Consigne 1:
Indiquez si chacune des affirmations suivantes concorde avec le texte sur le sénateur Mohamed Ould Ghadde, en répondant par oui ou par non et en citant les mots du texte qui tranchent : (a) le sénateur a été arrêté le 10 août 2017 ; (b) le référendum avait pour but de supprimer le Sénat ; (c) trois groupes d'experts de l'ONU ont dénoncé ses conditions de détention.
Consigne 2:
Modifiez le passage du texte sur le sénateur Mohamed Ould Ghadde qui va de « Et de trois! » jusqu'à « le juge d’instruction. » inclus, en y remplaçant « sénateur » par « parlementaire ».
Consigne 3:
Reprenez le texte sur le sénateur Mohamed Ould Ghadde là où il s'arrête et poursuivez-le.

─── Document

Et de trois! Un deuxième procès est intenté à Nouakchott ce lundi 13 août contre le sénateur et opposant Mohamed Ould Ghadde. En attendant une troisième mise en cause pour des accusations encore en suspens devant le juge d’instruction.
« La haine » ! Ou encore « l’acharnement »! C’est ainsi qu’à Nouakchott de nombreux avocats, la plupart des politiques qui se présentent aux futures élections législatives et les membres les plus en vue de la société civile expliquent l’acharnement du président mauritanien, Mohamed Ould Abdel Aziz, contre le sénateur Mohamed Ould Ghadde, arrêté le 10 août 2017, cinq jours après le référendum auquel il s’était opposé et qui visait à abolir le Sénat dont il était membre.
Cet opposant respecté et courageux est dans le collimateur du régime depuis fort longtemps. C’est lui en effet qui, porte parole de l’opposition au Sénat, avait exigé du président Aziz qu’il déclare l’état de son patrimoine comme cela a été prévu explicitement par la constitution. Et lui encore qui à la tête d’une commission sur les appels d’offre de l’Etat a mis en cause les procédures de favoritisme utilisées par le régime. Depuis, la vindicte du régime contre lui n’a pas cessé, dans des conditions dénoncées deux fois par l’ONU ainsi que par de grandes ONG comme « Human Rights Watch »…
Une fin de non recevoir
Deux groupes d’experts de l’ONU, l’un sur la détention provisoire et l’autre sur la torture, ont dénoncé les conditions dans lesquelles le sénateur Ghadde est détenu depuis un an.

──────
─── Données présentées

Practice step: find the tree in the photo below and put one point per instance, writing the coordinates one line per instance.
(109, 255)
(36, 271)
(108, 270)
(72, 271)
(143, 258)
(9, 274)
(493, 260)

──────

Réponse attendue 1:
(a) Oui : « arrêté le 10 août 2017 ».
(b) Oui : « qui visait à abolir le Sénat ».
(c) Non : « Deux groupes d’experts de l’ONU ».

Réponse attendue 2:
Et de trois! Un deuxième procès est intenté à Nouakchott ce lundi 13 août contre le parlementaire et opposant Mohamed Ould Ghadde. En attendant une troisième mise en cause pour des accusations encore en suspens devant le juge d’instruction.

Réponse attendue 3:
Dans un avis rendu public le 6 août dernier, le comité contre la torture a jugé « arbitraire » la détention de cet opposant mauritanien et demandé « des réparations » en sa faveur en raison des graves préjudices subis. Le sénateur Ghadde a été en effet détenu pendant les quinze premiers jours qui ont suivi son arrestation dans un endroit demeuré secret, ce qui rend irrecevables, notent ses avocats, les poursuites engagées contre lui. D’autre part, l’opposant a été victime d’une « torture blanche », à savoir privé de sommeil pendant des semaines entières. « Seule sa visibilité à l’étranger lui a permis d’échapper à d’autres formes de torture plus brutales, estiment ses avocats, qui continuent hélas d’être pratiquées en Mauritanie ».
Cette injonction de l’ONU n’est pas la seule, loin de là. Au printemps dernier, le Groupe de travail des Nations Unies sur la détention arbitraire avait précédemment publié l’avis n°33/2018 , affirmant que sa détention était arbitraire et demandé sa libération en rappelant le président mauritanien à l’ordre: « Nous appelons la Mauritanie à respecter ses engagements en matière de droits de l’homme à l’égard de M. Ghadde. Il a été arbitrairement privé de sa liberté en raison de son activisme politique ».
Un nouvel appel a été lancé, fin juin, par les mêmes experts après les commentaires du Président mauritanien, qui avait déclaré publiquement, lors du voyage officiel d’Emmanuel Macron en Mauritanie, que son pays ne comptait pas donner suite à l’avis du Groupe de travail de l’ONU. « Nous sommes préoccupés par toute déclaration publique susceptible de compromettre la séparation des pouvoirs judiciaire et exécutif. Cette séparation doit être préservée, » ont déclaré les experts.
Trois procès pour le prix d’un
En l’espace d’un an, trois procès ont été intentés contre lui. Le premier qui reposait sur le banal quoique dramatique accident de circulation qui avait précédé son arrestation lui avait valu six mois de condamnation avec sursis.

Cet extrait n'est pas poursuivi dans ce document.